Would you give the records below again, exactly and completely?

#####

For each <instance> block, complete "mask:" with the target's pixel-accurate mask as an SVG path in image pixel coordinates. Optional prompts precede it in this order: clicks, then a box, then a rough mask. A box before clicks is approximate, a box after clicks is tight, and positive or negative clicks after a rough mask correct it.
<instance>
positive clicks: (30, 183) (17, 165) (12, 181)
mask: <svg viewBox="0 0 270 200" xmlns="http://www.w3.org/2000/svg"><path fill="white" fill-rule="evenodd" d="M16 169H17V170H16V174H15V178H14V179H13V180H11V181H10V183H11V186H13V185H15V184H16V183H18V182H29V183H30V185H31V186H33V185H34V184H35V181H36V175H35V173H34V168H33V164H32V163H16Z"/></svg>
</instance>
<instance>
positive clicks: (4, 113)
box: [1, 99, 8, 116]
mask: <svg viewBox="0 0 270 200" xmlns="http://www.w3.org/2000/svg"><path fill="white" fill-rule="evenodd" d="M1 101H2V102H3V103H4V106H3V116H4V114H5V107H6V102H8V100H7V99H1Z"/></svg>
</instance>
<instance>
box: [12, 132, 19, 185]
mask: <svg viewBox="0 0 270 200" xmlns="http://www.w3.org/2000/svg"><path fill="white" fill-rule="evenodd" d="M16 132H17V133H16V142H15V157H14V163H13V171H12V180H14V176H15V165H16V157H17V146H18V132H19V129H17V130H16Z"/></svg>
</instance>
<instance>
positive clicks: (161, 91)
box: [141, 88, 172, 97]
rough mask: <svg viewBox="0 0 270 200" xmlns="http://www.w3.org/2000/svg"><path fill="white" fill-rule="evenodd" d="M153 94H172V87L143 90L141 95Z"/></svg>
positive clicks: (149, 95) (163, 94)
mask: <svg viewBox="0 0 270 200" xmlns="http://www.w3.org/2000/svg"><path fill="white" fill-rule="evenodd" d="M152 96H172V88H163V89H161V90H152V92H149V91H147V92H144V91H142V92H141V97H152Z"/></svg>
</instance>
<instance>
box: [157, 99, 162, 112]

#####

__Task answer__.
For each <instance> block, complete "mask:" with the target's pixel-accurate mask as an SVG path in image pixel coordinates. Optional prompts precede it in this order: clicks, then a box, then a rough mask. A box before clicks is approximate, a box after clicks is tight, and positive or negative clicks after a rough mask correct it.
<instance>
positive clicks: (30, 183) (17, 165) (12, 181)
mask: <svg viewBox="0 0 270 200" xmlns="http://www.w3.org/2000/svg"><path fill="white" fill-rule="evenodd" d="M16 169H17V170H16V174H15V178H14V179H13V180H11V181H10V183H11V186H13V185H15V184H16V183H18V182H29V183H30V185H31V186H33V185H34V184H35V181H36V175H35V173H34V168H33V164H32V163H16Z"/></svg>
</instance>
<instance>
positive clicks: (4, 113)
box: [1, 99, 8, 116]
mask: <svg viewBox="0 0 270 200" xmlns="http://www.w3.org/2000/svg"><path fill="white" fill-rule="evenodd" d="M1 101H2V102H3V103H4V106H3V116H4V114H5V107H6V102H8V100H7V99H1Z"/></svg>
</instance>
<instance>
box: [12, 132, 19, 185]
mask: <svg viewBox="0 0 270 200" xmlns="http://www.w3.org/2000/svg"><path fill="white" fill-rule="evenodd" d="M16 132H17V133H16V142H15V157H14V163H13V171H12V180H14V176H15V165H16V157H17V146H18V132H19V129H17V130H16Z"/></svg>
</instance>
<instance>
positive clicks: (161, 91)
box: [141, 88, 172, 97]
rough mask: <svg viewBox="0 0 270 200" xmlns="http://www.w3.org/2000/svg"><path fill="white" fill-rule="evenodd" d="M153 94H172V87L143 90L141 95Z"/></svg>
positive clicks: (149, 95) (163, 94)
mask: <svg viewBox="0 0 270 200" xmlns="http://www.w3.org/2000/svg"><path fill="white" fill-rule="evenodd" d="M152 96H172V88H163V89H161V90H152V92H149V91H147V92H144V91H142V92H141V97H152Z"/></svg>
</instance>
<instance>
box: [157, 99, 162, 112]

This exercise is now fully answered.